(Point annotations for the photos)
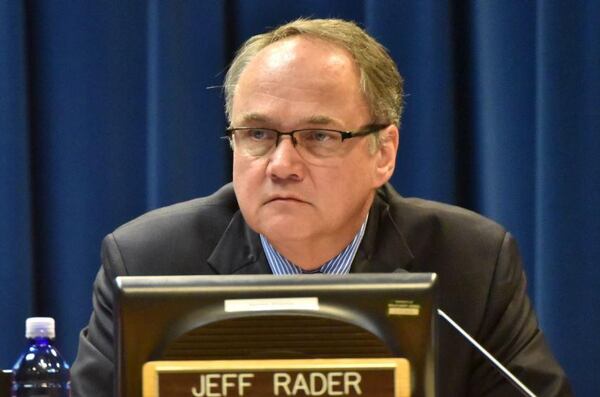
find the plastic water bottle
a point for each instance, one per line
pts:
(41, 371)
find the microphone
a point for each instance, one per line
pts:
(507, 374)
(503, 370)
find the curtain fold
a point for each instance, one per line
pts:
(111, 109)
(16, 238)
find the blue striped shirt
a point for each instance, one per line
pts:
(340, 264)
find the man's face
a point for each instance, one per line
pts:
(299, 83)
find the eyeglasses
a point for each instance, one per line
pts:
(311, 143)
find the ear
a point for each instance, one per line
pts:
(386, 154)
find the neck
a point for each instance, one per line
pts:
(311, 254)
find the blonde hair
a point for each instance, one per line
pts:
(380, 81)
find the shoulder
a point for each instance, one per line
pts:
(205, 212)
(419, 218)
(176, 239)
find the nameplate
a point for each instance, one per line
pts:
(281, 378)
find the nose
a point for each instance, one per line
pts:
(285, 162)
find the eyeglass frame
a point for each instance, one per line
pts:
(370, 129)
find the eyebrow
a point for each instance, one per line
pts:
(314, 119)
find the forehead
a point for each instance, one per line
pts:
(299, 73)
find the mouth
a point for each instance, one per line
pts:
(284, 199)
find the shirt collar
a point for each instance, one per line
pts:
(340, 264)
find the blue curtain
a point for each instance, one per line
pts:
(109, 109)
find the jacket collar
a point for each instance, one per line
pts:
(382, 250)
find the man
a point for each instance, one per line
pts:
(314, 109)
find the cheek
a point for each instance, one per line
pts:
(247, 176)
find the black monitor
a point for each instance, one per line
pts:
(250, 317)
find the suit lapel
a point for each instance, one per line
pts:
(383, 248)
(239, 250)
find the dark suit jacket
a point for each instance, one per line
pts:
(482, 285)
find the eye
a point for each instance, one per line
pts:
(259, 134)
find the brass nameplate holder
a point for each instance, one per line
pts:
(281, 378)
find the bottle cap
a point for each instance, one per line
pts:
(36, 327)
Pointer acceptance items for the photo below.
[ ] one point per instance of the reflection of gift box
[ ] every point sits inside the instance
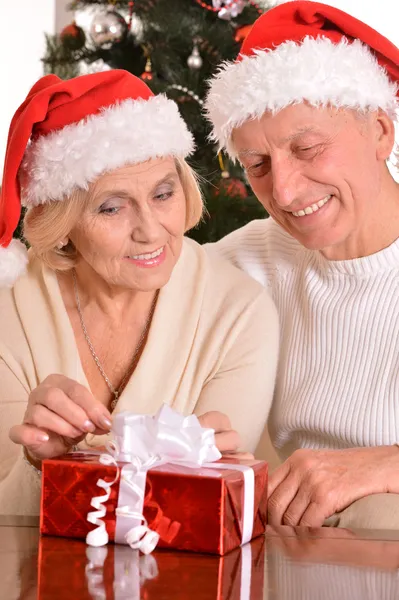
(117, 572)
(199, 509)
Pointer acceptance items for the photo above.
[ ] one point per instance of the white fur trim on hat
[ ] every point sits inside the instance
(129, 132)
(13, 261)
(316, 70)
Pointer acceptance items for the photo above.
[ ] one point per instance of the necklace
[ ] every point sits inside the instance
(116, 392)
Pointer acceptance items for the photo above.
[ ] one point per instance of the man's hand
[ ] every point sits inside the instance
(312, 485)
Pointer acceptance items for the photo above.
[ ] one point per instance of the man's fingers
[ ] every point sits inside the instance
(280, 500)
(296, 509)
(314, 516)
(277, 477)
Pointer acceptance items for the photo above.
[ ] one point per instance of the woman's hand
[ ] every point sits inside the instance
(226, 439)
(312, 485)
(60, 413)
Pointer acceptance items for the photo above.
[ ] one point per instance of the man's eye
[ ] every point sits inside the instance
(308, 151)
(259, 169)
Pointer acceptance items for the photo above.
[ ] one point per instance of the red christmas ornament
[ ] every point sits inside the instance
(232, 187)
(73, 35)
(148, 74)
(242, 32)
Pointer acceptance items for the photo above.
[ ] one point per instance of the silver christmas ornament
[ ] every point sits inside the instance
(195, 61)
(98, 66)
(107, 28)
(229, 9)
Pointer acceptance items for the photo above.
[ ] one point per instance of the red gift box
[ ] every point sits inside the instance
(197, 509)
(70, 569)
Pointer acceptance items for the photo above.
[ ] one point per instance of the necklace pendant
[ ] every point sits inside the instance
(114, 402)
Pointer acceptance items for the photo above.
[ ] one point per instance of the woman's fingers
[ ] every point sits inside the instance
(73, 402)
(43, 418)
(239, 455)
(28, 435)
(60, 404)
(97, 413)
(215, 420)
(227, 441)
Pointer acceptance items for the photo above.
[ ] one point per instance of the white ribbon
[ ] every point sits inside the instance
(144, 442)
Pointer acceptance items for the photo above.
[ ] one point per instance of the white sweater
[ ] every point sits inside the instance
(338, 377)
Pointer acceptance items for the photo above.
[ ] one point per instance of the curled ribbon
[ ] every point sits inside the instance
(144, 442)
(140, 537)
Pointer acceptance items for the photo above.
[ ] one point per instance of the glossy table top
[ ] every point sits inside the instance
(286, 564)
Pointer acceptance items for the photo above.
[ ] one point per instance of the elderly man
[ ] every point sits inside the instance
(309, 110)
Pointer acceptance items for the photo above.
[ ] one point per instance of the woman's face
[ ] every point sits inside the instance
(132, 230)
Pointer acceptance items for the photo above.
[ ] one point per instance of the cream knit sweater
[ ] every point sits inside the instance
(338, 377)
(212, 345)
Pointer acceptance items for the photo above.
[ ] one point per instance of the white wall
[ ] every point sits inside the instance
(22, 44)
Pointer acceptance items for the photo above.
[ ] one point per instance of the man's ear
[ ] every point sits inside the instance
(385, 132)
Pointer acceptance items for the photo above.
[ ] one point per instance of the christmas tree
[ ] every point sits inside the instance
(175, 46)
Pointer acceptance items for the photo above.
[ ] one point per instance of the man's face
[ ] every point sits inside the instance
(317, 171)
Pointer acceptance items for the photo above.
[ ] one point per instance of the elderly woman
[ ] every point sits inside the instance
(309, 110)
(116, 310)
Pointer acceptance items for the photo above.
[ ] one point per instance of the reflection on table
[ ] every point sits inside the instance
(287, 564)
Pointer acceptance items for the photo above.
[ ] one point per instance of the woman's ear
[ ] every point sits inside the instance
(385, 132)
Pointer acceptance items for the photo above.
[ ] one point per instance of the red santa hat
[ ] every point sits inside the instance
(67, 133)
(303, 51)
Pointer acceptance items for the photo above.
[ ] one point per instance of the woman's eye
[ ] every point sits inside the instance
(163, 196)
(111, 210)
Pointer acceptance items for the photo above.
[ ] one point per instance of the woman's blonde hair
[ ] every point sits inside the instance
(47, 224)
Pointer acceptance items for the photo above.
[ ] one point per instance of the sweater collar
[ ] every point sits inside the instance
(384, 260)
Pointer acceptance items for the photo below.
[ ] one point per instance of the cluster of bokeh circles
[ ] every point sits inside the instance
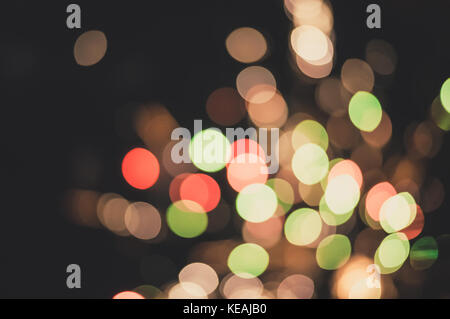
(337, 203)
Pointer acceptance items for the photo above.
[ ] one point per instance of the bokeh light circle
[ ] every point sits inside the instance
(256, 203)
(202, 189)
(445, 95)
(185, 221)
(392, 252)
(365, 111)
(248, 260)
(140, 168)
(398, 212)
(333, 252)
(303, 226)
(90, 47)
(296, 287)
(143, 220)
(309, 131)
(246, 45)
(209, 150)
(310, 164)
(342, 194)
(200, 274)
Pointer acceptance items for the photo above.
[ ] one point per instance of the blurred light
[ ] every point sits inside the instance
(310, 164)
(185, 221)
(365, 111)
(246, 45)
(398, 212)
(140, 168)
(367, 157)
(256, 203)
(445, 95)
(333, 252)
(268, 114)
(296, 287)
(266, 234)
(346, 167)
(143, 220)
(381, 57)
(303, 226)
(219, 217)
(128, 295)
(248, 260)
(309, 131)
(311, 12)
(309, 43)
(424, 253)
(320, 68)
(392, 253)
(209, 150)
(200, 274)
(376, 197)
(331, 218)
(414, 230)
(342, 194)
(343, 134)
(225, 106)
(112, 213)
(357, 75)
(352, 280)
(311, 194)
(172, 168)
(256, 84)
(201, 189)
(90, 48)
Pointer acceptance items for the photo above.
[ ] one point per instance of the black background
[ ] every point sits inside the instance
(57, 116)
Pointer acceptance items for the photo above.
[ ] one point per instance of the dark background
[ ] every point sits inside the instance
(58, 118)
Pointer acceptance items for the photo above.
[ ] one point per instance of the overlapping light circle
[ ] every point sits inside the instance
(303, 226)
(365, 111)
(310, 164)
(256, 203)
(248, 260)
(209, 150)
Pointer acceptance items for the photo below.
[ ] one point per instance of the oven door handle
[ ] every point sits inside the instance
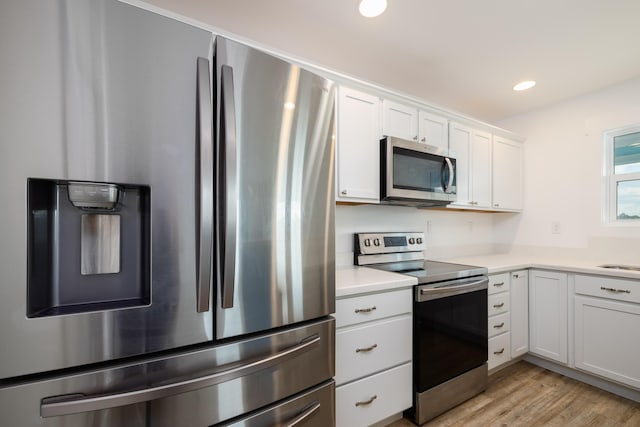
(427, 293)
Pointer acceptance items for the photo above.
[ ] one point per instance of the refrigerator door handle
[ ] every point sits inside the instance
(228, 187)
(204, 166)
(77, 403)
(306, 413)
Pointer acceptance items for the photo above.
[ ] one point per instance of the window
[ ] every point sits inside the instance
(622, 172)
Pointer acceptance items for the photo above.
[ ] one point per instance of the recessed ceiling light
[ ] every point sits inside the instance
(372, 8)
(527, 84)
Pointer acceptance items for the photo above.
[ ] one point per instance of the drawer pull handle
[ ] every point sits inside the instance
(367, 402)
(364, 350)
(619, 291)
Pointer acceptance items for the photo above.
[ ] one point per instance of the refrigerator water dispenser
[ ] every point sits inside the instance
(88, 246)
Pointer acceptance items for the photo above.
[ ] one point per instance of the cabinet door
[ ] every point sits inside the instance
(358, 147)
(519, 292)
(399, 120)
(507, 174)
(433, 130)
(607, 339)
(481, 169)
(460, 149)
(548, 315)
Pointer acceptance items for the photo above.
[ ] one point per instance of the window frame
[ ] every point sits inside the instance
(611, 179)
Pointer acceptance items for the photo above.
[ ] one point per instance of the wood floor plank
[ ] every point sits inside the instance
(525, 395)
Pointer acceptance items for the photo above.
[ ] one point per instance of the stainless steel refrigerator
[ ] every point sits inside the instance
(167, 245)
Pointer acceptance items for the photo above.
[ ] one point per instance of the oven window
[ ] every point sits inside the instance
(416, 171)
(450, 337)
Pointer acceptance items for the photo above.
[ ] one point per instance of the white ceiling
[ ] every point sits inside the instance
(465, 55)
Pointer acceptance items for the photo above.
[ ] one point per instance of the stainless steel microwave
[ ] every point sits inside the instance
(416, 174)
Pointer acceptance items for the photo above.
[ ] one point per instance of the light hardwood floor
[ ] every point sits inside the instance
(527, 395)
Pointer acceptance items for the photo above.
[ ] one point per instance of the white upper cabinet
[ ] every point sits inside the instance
(472, 150)
(399, 120)
(403, 121)
(433, 130)
(507, 174)
(358, 147)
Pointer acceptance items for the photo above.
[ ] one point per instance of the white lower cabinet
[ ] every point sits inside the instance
(365, 402)
(498, 326)
(548, 308)
(508, 316)
(363, 350)
(499, 350)
(607, 328)
(519, 311)
(373, 357)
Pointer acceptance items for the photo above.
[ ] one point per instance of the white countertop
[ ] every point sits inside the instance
(566, 262)
(354, 280)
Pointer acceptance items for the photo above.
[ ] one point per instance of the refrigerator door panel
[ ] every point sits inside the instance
(102, 91)
(197, 388)
(315, 407)
(275, 238)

■ Task details
Count the lines in the items above that contain the string "stainless", and reply with the number alone.

■ Answer to the problem
2